Page text »
§
Sometimes we assume we know what a verse means, but once we slow down and read through it carefully, we realize it does not mean what we think it means. It happens to us all. We can receive help in several ways—listening to what others understand a verse to mean (especially weighing their arguments) and reading the Bible in its original languages when possible but also benefiting from the multitude of great English translations that often allow us to hear a verse differently.
I hear often, including recently, that Matthew’s “after the exile” (NIV) statement in Matthew 1:12 means that Matthew must believe that the “exile” ended many years before Jesus was born. The question is important because it goes towards identifying the problem to which Jesus is the solution. If we read it carefully, I do not think Matthew is saying the “exile” has ended; at least, he is not saying that in this particular verse.
As a reminder of the context, Matthew tells us that he deliberately structured his genealogy of Jesus the Messiah in three sets of “fourteen generations” (1:17; NIV). It is a skillfully crafted list! In addition, he has selectively chosen names so that Abraham, David, and “the exile to Babylon” (NIV; 1:11, 12, 17) serve as the pivot points in the story that culminates with Jesus. In fact, the word metoikesia, translated as “exile” (NIV, CSB, NLT), “deportation” (NASB, ESV, NRSV, NET, LEB, LSB), or “the carrying away” (ASV), stands out in the passage because it is repeated four times (twice in v. 17), the only times it occurs in the NT.
What can this word mean? In the standard lexicon for the Greek NT, the word metoikesia is glossed as “removal to another place of habitation, deportation” (BDAG, 643). Therefore, according to this resource, Matthew is using the word to describe the event of deportation. Admittedly, the word does have a wider range of meanings outside the NT. In at least one place in the Septuagint (LXX), Ezekiel 12:11, it may be used for an entire time of exile, but that is debatable. In the LXX, it usually refers to (1) the people being removed (an adjectival use) or (2) the actual removal to another place, not the period during which you live there (cf. 2 Kings 24:16 [4 Kingdoms 24:16]; 1 Chron 5:22; Lam 1:6–7; Nahum 3:10).
§
Material provided »
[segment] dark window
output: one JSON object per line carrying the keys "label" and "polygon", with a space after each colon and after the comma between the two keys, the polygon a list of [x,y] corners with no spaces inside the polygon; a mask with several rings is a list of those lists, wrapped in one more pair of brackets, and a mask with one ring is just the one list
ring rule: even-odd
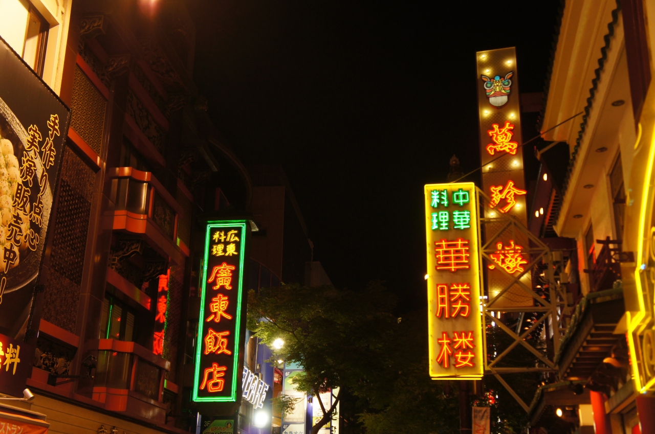
{"label": "dark window", "polygon": [[48,22],[41,16],[33,6],[29,7],[28,26],[23,45],[23,60],[34,69],[39,77],[43,76],[45,62],[45,47],[48,41]]}
{"label": "dark window", "polygon": [[121,167],[132,167],[142,172],[151,172],[150,166],[145,162],[145,158],[125,136],[123,136],[122,146],[121,147]]}
{"label": "dark window", "polygon": [[595,249],[595,240],[593,239],[593,226],[589,225],[587,234],[584,236],[584,248],[587,251],[587,266],[590,268],[596,263],[596,256],[594,250]]}
{"label": "dark window", "polygon": [[610,186],[612,189],[616,238],[622,240],[624,216],[626,213],[626,189],[623,185],[623,166],[621,165],[620,154],[610,173]]}
{"label": "dark window", "polygon": [[132,341],[134,336],[134,312],[113,297],[105,297],[98,337],[101,339]]}
{"label": "dark window", "polygon": [[626,37],[632,109],[637,122],[650,84],[650,62],[643,0],[622,0],[621,14]]}

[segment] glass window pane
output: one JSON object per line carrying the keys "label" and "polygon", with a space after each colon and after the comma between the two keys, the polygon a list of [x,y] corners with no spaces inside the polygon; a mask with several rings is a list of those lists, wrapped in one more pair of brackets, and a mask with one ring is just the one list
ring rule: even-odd
{"label": "glass window pane", "polygon": [[130,312],[127,313],[125,318],[125,336],[123,340],[132,342],[134,332],[134,314]]}
{"label": "glass window pane", "polygon": [[20,0],[0,1],[0,36],[19,54],[23,52],[28,9]]}

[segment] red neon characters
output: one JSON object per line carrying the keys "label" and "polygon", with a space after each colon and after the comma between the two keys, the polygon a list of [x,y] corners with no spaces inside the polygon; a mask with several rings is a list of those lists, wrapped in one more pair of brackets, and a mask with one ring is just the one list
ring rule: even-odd
{"label": "red neon characters", "polygon": [[[207,386],[207,391],[208,392],[213,393],[223,391],[223,388],[225,385],[223,377],[225,376],[226,369],[227,369],[227,367],[219,366],[218,363],[212,363],[211,368],[205,369],[204,378],[202,380],[202,384],[200,384],[200,390],[204,389],[205,386]],[[212,374],[211,380],[209,379],[210,374]]]}
{"label": "red neon characters", "polygon": [[214,331],[212,329],[207,331],[207,336],[205,336],[205,355],[210,353],[215,354],[232,354],[232,352],[227,349],[227,339],[225,336],[229,336],[229,331],[222,331],[220,333]]}
{"label": "red neon characters", "polygon": [[469,268],[468,240],[457,238],[454,241],[441,241],[434,242],[435,257],[437,258],[437,270],[450,270],[457,271]]}
{"label": "red neon characters", "polygon": [[491,190],[491,203],[489,204],[489,208],[493,208],[498,205],[501,199],[504,199],[507,202],[505,206],[500,208],[502,213],[509,211],[516,205],[515,195],[520,196],[528,192],[525,190],[517,189],[514,187],[514,181],[511,180],[507,181],[507,185],[504,187],[502,185],[492,185],[490,190]]}
{"label": "red neon characters", "polygon": [[[455,367],[456,369],[460,369],[466,367],[473,367],[473,358],[476,357],[476,353],[470,349],[474,348],[473,332],[462,331],[461,335],[458,332],[453,332],[454,338],[451,339],[448,336],[448,332],[442,332],[441,337],[437,339],[437,342],[441,344],[441,348],[437,356],[437,363],[443,368],[447,369],[450,366],[450,357],[455,358]],[[453,352],[453,348],[450,346],[451,342],[455,342],[455,349],[458,351]],[[467,348],[470,348],[467,350]]]}
{"label": "red neon characters", "polygon": [[[503,247],[502,242],[498,242],[496,244],[496,248],[498,249],[496,253],[491,253],[489,256],[498,266],[510,274],[517,271],[523,271],[523,267],[521,266],[523,264],[527,264],[528,261],[525,261],[521,254],[521,250],[523,247],[520,245],[514,245],[514,240],[510,240],[510,245],[504,247]],[[489,270],[493,270],[495,268],[496,266],[493,264],[489,266]]]}
{"label": "red neon characters", "polygon": [[515,154],[519,144],[515,141],[510,141],[514,135],[512,130],[514,129],[514,126],[508,120],[505,122],[505,126],[502,128],[498,128],[498,124],[493,124],[491,126],[493,130],[489,130],[487,132],[491,137],[493,143],[487,145],[487,152],[491,155],[493,155],[496,151],[505,151],[512,155]]}

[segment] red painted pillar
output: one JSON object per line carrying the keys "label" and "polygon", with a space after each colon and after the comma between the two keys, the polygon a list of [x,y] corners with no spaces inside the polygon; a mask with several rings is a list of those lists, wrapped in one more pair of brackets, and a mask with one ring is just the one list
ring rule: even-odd
{"label": "red painted pillar", "polygon": [[610,416],[605,413],[605,401],[607,400],[605,394],[590,390],[589,396],[591,399],[591,410],[593,411],[593,424],[596,427],[596,434],[612,434]]}
{"label": "red painted pillar", "polygon": [[637,396],[637,412],[639,416],[641,432],[645,434],[655,433],[655,397]]}

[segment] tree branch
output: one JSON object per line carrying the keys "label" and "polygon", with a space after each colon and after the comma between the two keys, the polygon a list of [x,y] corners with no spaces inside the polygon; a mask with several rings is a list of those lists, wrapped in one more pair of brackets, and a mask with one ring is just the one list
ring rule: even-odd
{"label": "tree branch", "polygon": [[[318,390],[318,389],[314,389],[314,390]],[[330,391],[331,394],[331,390]],[[318,405],[321,406],[321,410],[323,412],[323,416],[325,417],[326,415],[326,406],[323,405],[323,400],[321,399],[321,393],[318,392],[316,394],[316,397],[318,399]]]}

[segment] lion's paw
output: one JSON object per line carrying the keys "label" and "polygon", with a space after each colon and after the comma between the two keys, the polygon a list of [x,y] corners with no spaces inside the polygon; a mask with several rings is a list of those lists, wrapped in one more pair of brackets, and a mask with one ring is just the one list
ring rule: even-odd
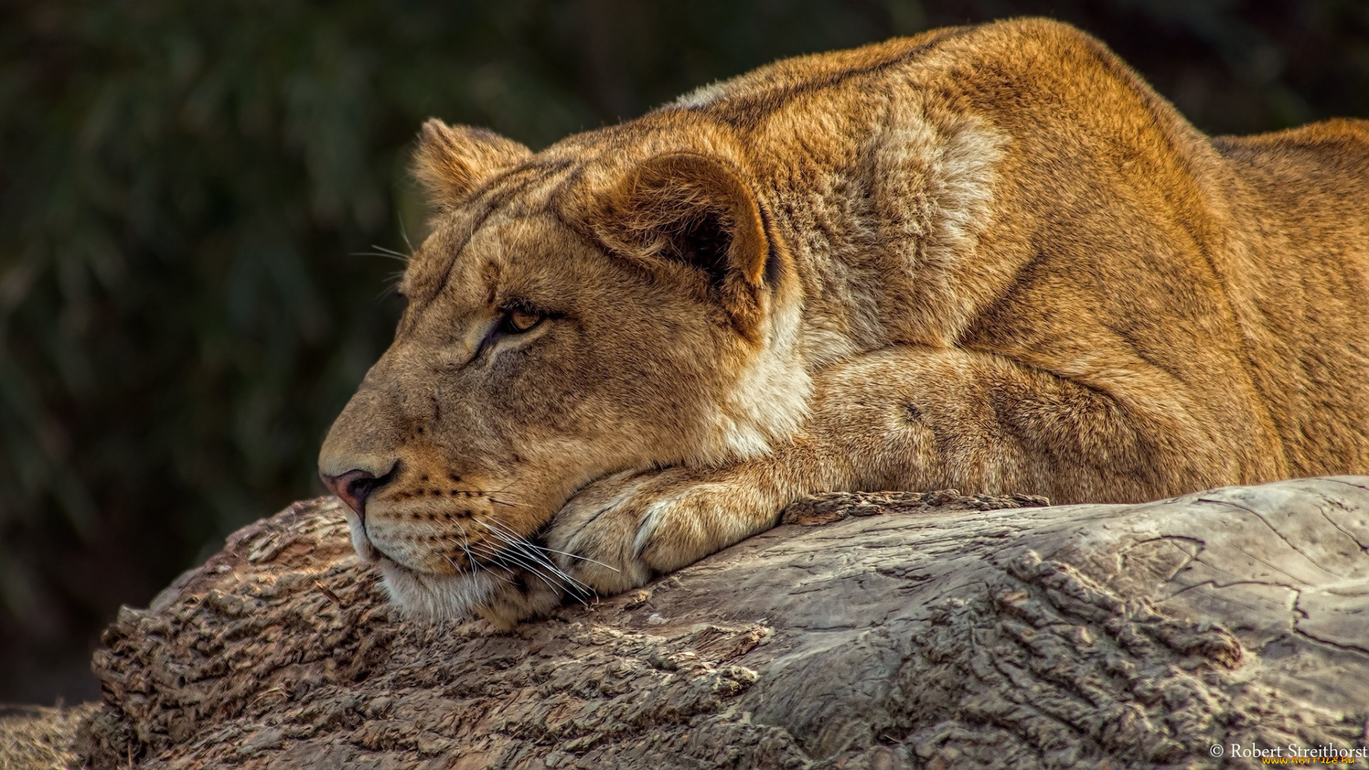
{"label": "lion's paw", "polygon": [[617,593],[773,526],[767,497],[724,471],[620,473],[572,497],[548,545],[576,580]]}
§
What is asked »
#1 According to the discussion of Matthew 1:12, how many times does the word metoikesia occur in the New Testament?
#2 Please carry on the discussion of Matthew 1:12 from its last sentence, keeping its argument and tone.

Final results »
#1 Four times, all in this passage of Matthew.

#2
So how do we know that the standard NT lexicon is correct and that Matthew is describing the deportation to Babylon and not the entire time of captivity with metoikesia? A decision matters because he says that it, whatever it is, has ended (“after the …”). We know that Matthew is referring to the event of the deportation and not to the entire exile in verse 12 because he says that it was “after the deportation” that Jeconiah became the father of Shealtiel.
Jeconiah (aka Jehoiachin) was eighteen when he became king and was deported to Babylon after only a little more than three months on the throne (2 Kings 24:8–15; 2 Chron 36:9–10). Therefore, it is very likely that Shealtiel was born after Jeconiah was taken to Babylon by Nebuchadnezzar, which would seem to match what Matthew tells us. Children are not mentioned in the list of Jeconiah’s family members taken to Babylon (2 Kings 24:15). Like all of the other men (and one woman) named in Matthew 1:12–16, Shealtiel seems to have been born after that great turn in Israel’s history—the deportation of the Jewish people to Babylon. At the very least, Shealtiel was not born after the exile ended, for one of Shealtiel’s descendants, Zerubbabel, whose very name likely points to his birth in Babylon, accompanied the initial wave of Jewish people returning to the land of Israel (see, e.g., Ezra 2:2). Regardless of how the genealogical line progressed from Jeconiah to Shealtiel to Zerubbabel, Jeconiah could not be becoming the ancestor of Shealtiel at the same time that Zerubbabel was leaving with some of the exiles for Judea. Therefore when Matthew writes meta de ten metoikesian Babulonos at the beginning of verse 12, he means “after the deportation to Babylon” (NASB, ESV, NRSV, NET, LEB, LSB) or “after they were brought to Babylon” (KJV/NKJV) or “after the carrying away to Babylon” (ASV). As Nolland notes, this phrase “does not refer to the restoration, but rather to the period after the deportation has happened.”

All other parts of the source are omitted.